** What to produce **
Look below for the line with "Q: Mark a point on every instance of the smoke"; begin the copy there and stop after the line with "Q: Mark a point on every instance of the jeans", keeping the text exact and the pictures out.

** Data supplied **
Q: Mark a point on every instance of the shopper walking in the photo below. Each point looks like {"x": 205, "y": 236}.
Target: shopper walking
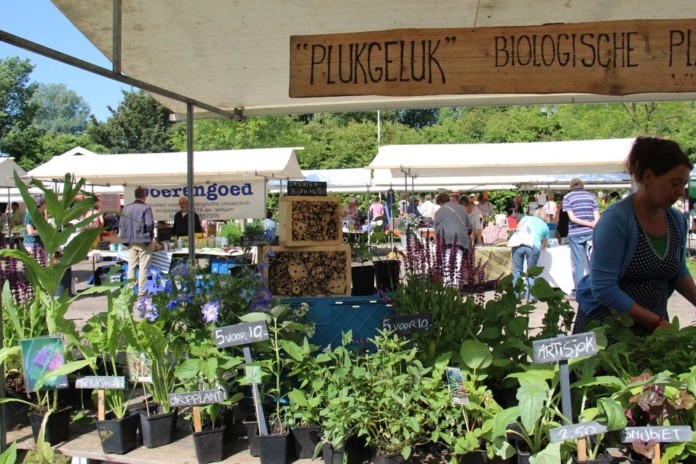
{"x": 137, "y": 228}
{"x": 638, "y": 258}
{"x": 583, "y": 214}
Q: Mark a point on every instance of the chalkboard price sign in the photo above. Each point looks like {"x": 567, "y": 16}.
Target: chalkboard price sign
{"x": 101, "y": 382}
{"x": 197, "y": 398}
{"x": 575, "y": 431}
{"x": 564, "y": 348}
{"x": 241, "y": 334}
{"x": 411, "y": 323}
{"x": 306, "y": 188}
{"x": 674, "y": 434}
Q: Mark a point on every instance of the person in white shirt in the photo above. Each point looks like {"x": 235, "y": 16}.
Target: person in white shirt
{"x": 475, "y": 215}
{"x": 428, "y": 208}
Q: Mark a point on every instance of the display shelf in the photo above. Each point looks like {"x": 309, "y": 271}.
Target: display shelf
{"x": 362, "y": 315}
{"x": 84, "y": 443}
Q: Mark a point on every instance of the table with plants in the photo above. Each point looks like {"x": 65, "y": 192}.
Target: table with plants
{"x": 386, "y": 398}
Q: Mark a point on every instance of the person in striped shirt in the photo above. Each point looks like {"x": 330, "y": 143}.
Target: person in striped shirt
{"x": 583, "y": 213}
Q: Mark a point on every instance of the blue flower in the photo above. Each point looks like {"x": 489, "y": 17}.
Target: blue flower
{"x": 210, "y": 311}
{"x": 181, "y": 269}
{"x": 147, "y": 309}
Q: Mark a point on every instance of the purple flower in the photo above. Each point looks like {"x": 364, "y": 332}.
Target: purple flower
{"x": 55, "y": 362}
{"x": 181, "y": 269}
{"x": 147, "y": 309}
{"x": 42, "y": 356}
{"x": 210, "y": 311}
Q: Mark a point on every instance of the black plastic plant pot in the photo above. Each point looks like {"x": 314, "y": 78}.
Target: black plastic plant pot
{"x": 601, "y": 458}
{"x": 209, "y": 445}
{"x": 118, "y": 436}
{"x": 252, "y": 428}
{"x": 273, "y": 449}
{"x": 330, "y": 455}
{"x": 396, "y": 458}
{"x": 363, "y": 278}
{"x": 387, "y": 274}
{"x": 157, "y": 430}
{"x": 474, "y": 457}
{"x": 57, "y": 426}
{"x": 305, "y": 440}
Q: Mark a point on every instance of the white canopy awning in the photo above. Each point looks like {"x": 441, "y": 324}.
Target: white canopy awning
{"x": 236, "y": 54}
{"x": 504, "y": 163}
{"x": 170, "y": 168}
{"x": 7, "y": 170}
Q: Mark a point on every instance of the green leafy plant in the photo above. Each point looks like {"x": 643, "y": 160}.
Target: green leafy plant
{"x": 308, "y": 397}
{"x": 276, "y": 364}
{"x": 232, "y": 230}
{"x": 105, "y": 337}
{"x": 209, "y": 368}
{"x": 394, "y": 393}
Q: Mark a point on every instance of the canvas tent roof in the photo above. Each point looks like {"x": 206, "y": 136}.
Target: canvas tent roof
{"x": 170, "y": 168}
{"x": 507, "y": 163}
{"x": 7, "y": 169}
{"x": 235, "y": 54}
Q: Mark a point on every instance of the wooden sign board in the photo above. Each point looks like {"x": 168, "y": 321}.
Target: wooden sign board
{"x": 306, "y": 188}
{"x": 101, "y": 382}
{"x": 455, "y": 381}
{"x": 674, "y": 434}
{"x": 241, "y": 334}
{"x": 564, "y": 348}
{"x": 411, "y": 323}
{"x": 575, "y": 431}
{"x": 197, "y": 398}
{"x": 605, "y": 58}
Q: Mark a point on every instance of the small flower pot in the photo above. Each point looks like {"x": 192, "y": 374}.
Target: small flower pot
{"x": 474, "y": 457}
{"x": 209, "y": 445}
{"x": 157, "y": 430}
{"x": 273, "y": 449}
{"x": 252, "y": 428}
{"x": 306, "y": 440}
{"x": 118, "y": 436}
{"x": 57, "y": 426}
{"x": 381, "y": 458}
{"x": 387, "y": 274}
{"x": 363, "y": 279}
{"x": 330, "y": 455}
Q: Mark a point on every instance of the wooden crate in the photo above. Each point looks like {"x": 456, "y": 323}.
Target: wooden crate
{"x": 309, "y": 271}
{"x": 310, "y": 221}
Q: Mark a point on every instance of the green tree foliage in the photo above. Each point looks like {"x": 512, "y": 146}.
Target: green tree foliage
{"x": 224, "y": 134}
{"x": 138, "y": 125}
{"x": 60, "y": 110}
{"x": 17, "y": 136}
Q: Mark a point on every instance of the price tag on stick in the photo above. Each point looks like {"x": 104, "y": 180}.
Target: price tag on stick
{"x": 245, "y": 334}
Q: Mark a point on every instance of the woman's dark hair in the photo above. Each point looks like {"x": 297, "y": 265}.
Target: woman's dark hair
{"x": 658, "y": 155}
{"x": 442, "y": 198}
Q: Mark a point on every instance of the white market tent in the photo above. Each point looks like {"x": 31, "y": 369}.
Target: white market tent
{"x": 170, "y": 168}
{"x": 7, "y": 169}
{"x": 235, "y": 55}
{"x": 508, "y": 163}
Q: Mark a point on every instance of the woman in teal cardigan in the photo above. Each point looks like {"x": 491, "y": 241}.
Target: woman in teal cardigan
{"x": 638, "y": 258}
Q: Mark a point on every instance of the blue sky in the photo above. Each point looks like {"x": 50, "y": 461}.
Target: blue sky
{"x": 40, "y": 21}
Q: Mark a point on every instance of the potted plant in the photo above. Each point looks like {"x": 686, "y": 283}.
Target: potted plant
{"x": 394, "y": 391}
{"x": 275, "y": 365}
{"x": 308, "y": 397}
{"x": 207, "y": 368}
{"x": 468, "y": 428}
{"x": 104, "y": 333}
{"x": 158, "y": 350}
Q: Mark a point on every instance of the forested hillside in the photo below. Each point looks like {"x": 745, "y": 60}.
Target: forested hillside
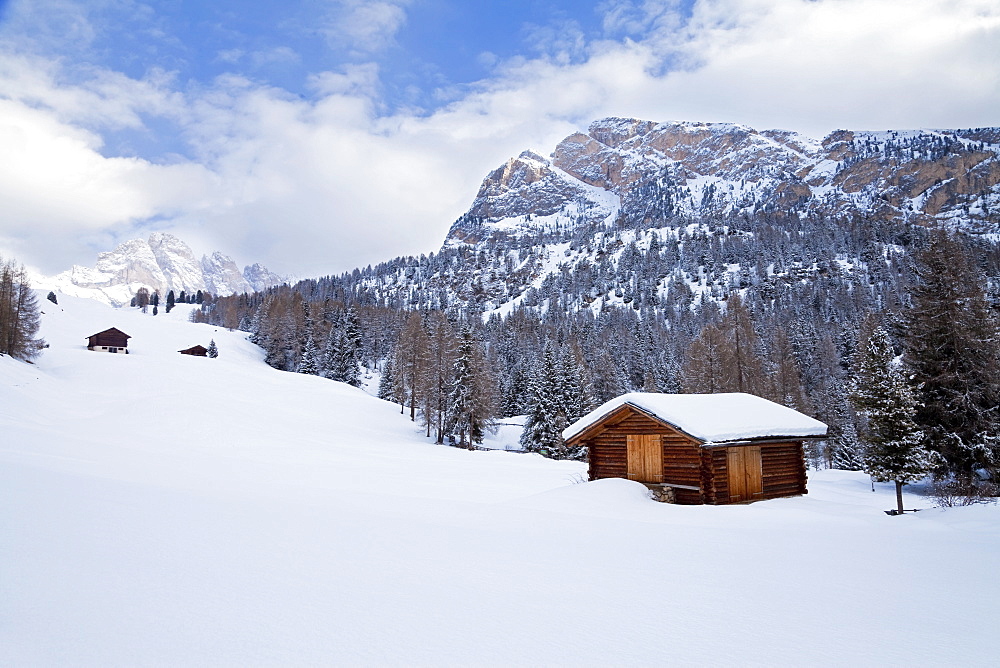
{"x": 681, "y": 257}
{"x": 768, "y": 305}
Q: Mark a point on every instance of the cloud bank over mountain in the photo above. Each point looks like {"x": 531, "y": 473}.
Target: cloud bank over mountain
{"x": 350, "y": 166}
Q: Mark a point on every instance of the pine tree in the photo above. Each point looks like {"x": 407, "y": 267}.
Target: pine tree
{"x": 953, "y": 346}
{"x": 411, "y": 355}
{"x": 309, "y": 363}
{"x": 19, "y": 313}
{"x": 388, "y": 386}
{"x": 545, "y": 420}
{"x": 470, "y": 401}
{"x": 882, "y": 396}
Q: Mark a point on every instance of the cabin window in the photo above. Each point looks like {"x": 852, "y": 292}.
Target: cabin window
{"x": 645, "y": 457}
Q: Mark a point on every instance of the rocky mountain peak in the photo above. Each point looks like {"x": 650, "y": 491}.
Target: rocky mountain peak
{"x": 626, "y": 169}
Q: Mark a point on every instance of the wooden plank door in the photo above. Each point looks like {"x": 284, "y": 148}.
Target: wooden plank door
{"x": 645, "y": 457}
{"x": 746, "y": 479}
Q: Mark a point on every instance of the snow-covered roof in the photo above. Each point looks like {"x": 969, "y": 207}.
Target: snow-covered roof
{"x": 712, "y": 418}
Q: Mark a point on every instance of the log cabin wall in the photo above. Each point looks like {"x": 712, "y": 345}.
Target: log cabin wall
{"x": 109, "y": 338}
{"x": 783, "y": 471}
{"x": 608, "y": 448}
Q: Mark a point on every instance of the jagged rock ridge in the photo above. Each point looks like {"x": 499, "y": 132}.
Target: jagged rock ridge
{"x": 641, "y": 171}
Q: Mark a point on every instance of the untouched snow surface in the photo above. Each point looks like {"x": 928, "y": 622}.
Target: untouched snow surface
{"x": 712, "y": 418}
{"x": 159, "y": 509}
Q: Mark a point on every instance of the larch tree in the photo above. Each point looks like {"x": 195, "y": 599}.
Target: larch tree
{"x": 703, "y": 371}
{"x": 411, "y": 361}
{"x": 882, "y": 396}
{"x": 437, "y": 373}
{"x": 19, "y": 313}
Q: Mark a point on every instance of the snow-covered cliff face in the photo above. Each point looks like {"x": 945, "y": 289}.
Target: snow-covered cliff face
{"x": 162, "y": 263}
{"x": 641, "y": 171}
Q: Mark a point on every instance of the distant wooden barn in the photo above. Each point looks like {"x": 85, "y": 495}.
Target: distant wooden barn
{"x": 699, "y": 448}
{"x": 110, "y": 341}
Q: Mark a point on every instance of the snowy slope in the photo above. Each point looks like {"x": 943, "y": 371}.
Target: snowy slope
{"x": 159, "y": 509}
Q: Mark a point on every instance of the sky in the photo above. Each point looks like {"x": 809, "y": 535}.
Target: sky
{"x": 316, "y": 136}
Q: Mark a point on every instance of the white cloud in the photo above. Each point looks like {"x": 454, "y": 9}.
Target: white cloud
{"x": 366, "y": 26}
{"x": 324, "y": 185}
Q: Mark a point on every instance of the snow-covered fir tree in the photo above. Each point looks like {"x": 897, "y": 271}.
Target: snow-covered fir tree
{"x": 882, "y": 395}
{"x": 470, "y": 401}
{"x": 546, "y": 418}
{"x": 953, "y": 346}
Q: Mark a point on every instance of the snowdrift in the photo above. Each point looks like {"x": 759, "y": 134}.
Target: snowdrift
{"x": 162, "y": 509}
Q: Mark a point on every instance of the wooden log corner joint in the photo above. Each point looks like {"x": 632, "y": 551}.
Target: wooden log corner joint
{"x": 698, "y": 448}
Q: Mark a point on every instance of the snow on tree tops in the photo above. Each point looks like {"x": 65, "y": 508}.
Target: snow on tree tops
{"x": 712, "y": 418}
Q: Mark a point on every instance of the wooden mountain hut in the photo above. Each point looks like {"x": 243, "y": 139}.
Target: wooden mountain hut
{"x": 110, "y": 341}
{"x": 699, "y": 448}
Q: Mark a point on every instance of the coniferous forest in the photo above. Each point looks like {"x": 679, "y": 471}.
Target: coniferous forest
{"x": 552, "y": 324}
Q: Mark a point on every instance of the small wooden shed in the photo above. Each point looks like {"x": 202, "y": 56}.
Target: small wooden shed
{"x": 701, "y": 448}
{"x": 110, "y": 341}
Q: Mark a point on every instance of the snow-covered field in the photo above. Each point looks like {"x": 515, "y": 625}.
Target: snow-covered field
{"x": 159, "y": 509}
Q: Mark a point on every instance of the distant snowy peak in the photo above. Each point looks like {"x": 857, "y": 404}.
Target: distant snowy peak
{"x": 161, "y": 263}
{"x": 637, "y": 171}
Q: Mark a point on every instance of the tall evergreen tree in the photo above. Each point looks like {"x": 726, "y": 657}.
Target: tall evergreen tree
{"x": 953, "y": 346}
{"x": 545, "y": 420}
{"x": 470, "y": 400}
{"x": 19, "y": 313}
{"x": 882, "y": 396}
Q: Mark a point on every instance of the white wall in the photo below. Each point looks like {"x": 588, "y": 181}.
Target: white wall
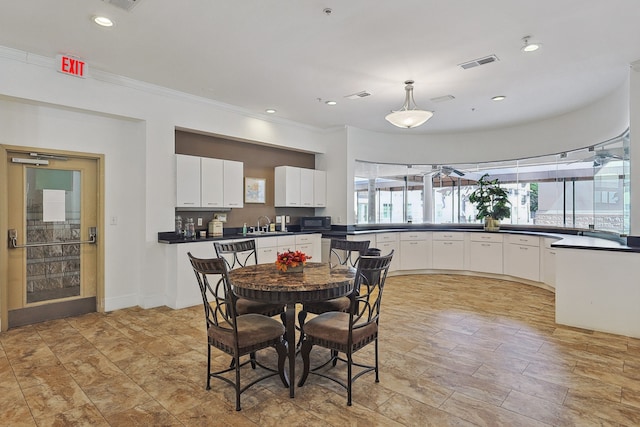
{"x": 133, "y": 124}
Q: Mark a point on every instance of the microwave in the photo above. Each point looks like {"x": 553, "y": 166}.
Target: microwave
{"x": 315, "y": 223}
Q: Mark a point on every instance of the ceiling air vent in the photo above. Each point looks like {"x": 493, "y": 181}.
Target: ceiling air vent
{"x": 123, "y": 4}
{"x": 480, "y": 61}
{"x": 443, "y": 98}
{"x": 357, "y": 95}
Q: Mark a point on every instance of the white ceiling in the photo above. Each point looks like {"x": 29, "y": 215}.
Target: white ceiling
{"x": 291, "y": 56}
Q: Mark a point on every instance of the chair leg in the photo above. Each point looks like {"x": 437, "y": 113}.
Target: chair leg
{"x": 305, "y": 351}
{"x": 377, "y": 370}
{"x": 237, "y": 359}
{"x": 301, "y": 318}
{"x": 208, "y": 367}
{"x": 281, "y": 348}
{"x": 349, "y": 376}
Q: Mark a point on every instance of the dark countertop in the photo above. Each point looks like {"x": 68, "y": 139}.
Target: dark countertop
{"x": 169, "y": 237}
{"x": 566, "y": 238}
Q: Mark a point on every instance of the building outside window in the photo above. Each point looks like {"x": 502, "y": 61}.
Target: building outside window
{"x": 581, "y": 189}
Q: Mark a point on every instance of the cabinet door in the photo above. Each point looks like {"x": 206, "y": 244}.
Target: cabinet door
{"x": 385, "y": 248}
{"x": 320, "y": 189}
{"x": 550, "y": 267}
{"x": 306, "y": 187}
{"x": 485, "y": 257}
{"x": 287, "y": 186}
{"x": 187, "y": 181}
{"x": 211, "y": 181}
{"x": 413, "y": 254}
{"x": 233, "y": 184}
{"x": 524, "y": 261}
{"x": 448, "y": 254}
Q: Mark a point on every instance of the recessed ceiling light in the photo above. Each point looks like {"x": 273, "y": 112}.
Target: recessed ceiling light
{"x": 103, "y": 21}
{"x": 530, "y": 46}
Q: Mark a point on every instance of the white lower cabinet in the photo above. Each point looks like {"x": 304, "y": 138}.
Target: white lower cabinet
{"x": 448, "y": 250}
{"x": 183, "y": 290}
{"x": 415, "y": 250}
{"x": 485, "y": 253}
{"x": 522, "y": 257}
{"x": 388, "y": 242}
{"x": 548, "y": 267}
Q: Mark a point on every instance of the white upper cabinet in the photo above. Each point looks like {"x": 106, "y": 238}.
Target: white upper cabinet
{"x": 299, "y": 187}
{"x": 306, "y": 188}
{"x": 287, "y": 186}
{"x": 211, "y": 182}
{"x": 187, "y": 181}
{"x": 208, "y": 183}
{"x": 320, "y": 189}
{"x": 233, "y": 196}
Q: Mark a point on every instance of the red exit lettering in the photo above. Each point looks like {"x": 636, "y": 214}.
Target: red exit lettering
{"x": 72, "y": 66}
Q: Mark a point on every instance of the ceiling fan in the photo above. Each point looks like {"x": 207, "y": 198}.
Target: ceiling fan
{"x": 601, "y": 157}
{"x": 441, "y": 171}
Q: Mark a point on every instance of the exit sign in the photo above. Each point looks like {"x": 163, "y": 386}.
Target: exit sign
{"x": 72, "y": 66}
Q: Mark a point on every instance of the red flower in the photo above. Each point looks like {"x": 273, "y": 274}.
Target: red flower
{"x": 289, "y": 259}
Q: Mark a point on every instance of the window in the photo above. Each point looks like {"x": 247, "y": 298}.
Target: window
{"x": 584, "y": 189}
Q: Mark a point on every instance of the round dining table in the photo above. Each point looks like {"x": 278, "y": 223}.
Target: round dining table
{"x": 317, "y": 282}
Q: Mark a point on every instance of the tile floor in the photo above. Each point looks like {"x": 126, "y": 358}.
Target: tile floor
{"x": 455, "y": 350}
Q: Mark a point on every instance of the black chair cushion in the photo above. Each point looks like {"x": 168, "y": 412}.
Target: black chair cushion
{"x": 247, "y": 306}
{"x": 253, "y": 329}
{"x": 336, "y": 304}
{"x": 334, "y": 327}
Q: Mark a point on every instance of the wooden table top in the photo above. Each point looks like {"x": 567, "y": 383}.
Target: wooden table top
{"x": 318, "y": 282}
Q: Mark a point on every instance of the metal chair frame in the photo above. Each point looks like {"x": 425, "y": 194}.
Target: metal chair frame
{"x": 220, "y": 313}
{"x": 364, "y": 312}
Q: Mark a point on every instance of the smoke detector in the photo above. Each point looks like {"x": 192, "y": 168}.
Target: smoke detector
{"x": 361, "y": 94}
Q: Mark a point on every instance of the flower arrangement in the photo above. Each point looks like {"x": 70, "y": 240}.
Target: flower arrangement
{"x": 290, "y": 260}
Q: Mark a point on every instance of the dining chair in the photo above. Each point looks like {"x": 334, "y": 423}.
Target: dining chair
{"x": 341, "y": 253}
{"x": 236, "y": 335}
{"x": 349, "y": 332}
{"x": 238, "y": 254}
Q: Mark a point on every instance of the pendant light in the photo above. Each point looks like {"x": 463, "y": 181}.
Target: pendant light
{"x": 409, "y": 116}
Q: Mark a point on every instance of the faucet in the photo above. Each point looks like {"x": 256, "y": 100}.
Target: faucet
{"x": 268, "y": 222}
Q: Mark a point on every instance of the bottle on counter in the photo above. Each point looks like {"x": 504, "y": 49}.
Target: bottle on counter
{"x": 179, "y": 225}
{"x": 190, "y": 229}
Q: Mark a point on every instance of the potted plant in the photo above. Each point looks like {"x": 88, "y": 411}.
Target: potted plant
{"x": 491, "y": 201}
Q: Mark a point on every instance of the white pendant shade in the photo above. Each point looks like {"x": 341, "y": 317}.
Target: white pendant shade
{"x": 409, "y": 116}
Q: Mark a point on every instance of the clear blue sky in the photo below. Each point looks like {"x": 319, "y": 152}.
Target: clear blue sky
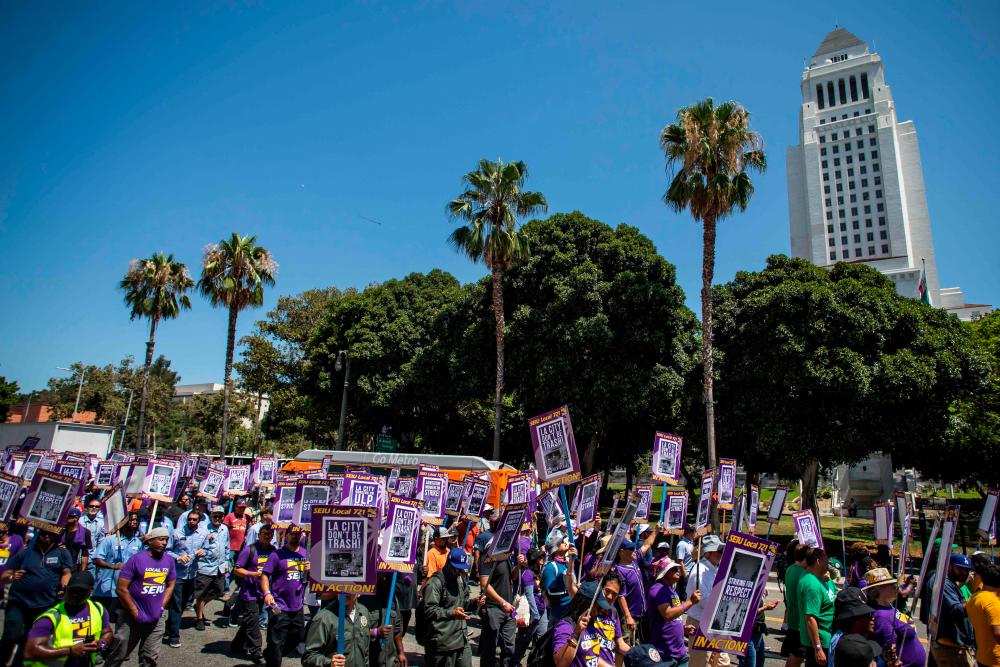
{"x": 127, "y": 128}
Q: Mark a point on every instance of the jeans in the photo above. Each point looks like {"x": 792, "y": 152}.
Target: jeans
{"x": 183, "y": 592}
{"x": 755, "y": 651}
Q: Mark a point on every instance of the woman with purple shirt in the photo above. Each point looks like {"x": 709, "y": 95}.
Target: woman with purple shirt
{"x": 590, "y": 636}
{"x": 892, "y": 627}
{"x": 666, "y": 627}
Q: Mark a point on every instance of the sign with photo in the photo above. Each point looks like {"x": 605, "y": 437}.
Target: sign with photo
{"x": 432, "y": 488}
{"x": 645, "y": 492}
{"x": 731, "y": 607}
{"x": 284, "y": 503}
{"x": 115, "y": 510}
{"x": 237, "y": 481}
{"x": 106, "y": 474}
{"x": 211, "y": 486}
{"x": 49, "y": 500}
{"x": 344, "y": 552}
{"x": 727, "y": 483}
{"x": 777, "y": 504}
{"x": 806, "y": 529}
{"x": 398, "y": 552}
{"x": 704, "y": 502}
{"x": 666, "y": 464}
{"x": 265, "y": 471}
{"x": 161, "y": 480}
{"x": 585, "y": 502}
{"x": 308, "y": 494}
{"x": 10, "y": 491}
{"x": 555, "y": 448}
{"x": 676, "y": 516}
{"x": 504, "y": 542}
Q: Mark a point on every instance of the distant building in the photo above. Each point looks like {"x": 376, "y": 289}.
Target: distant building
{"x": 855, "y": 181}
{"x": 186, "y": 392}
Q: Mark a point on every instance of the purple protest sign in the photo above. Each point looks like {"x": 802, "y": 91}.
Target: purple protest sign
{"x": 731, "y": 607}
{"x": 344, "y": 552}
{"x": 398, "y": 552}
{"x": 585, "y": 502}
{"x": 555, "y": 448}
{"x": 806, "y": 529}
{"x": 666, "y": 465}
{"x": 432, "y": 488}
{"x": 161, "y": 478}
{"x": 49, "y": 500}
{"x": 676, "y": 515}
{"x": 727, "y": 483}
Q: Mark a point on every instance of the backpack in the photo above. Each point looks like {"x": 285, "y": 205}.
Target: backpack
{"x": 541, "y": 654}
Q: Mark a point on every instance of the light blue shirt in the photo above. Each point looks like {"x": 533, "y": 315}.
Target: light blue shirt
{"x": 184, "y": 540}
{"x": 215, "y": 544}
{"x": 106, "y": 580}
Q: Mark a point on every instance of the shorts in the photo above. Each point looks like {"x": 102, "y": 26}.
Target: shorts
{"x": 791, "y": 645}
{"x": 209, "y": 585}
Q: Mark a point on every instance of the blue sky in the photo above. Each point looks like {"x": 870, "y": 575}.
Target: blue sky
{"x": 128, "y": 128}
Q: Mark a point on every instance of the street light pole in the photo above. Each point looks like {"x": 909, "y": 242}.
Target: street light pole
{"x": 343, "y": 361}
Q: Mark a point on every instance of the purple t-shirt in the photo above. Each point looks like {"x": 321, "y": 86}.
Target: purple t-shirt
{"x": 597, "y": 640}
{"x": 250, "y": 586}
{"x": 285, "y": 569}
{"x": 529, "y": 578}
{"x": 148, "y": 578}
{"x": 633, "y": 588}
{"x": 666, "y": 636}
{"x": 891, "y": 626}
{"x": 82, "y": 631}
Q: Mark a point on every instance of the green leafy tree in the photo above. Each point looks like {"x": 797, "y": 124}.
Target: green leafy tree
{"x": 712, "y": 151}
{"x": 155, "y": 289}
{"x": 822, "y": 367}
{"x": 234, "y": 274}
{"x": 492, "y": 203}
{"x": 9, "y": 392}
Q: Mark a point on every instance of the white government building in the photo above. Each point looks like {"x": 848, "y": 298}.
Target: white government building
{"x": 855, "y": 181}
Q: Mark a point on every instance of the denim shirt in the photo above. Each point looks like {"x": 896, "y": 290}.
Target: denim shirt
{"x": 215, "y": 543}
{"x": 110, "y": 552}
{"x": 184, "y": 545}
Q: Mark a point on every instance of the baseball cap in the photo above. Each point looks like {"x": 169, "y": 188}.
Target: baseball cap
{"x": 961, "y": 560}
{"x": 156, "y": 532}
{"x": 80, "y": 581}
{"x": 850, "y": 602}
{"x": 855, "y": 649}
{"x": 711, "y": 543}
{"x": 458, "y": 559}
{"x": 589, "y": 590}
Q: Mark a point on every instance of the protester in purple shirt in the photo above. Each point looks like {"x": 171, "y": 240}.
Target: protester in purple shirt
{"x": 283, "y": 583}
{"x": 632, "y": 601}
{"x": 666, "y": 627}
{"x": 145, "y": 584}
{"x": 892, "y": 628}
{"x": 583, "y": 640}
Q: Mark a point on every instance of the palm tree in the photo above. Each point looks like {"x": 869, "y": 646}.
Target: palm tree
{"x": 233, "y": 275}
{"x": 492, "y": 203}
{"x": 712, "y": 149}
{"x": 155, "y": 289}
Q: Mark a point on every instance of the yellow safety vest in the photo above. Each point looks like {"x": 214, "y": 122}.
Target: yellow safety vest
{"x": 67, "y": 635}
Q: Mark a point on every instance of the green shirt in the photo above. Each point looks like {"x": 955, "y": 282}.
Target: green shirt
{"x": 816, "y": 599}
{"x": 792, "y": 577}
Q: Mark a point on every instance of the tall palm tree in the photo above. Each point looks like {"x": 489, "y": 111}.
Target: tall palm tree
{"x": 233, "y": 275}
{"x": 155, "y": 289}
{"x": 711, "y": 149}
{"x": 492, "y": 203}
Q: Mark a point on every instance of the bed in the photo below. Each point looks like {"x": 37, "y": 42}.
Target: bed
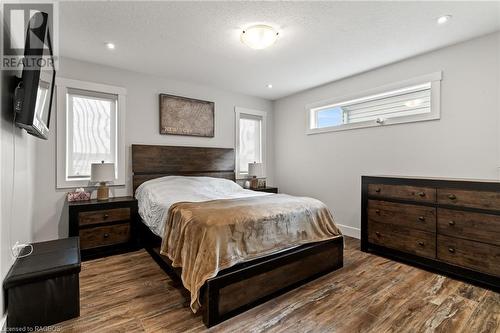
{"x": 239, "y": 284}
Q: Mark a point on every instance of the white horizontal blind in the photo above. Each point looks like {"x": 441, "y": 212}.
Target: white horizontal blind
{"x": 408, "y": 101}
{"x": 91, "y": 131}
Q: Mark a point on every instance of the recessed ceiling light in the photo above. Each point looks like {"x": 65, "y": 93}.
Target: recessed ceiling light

** Response area **
Q: Mark a point on every instance of the smoke detector in the photo above. Each point looks like {"x": 192, "y": 168}.
Target: smoke detector
{"x": 361, "y": 94}
Q: Mark a point on every instance of the flower arrangement in the photo above. Each point looks like {"x": 70, "y": 240}.
Target: flower arrangement
{"x": 290, "y": 260}
Q: Mark a point on every instance of the dining chair in the photo above. Each point looks like {"x": 334, "y": 423}.
Target: dining chair
{"x": 341, "y": 253}
{"x": 236, "y": 335}
{"x": 349, "y": 332}
{"x": 238, "y": 254}
Q: Mark a point on every instance of the pendant light in the photo above. Each point looks like {"x": 463, "y": 181}.
Target: pendant light
{"x": 409, "y": 116}
Q: Mark a point on every instance of the faucet in the photo above. Each point looks like {"x": 256, "y": 100}.
Target: faucet
{"x": 268, "y": 222}
Q: Mark a point on every instance of the bottle on counter in the photo above. Each point looks like {"x": 504, "y": 49}.
Target: bottle on counter
{"x": 179, "y": 225}
{"x": 190, "y": 229}
Q: Mark a point on every instance of the potted plant in the photo above. Each point looks like {"x": 88, "y": 411}.
Target: potted plant
{"x": 491, "y": 201}
Q: Mark a point on every instance of the white pendant shade in the photo above. Each point looks like {"x": 341, "y": 317}.
Target: white pendant shade
{"x": 409, "y": 116}
Q: Mark a point on every instance of the clear blue sky in the photo below. Each point looks like {"x": 319, "y": 152}.
Target: clear blue sky
{"x": 127, "y": 128}
Q: Mark a point on every instance of the jeans in the photo above. Each point looks like {"x": 792, "y": 152}.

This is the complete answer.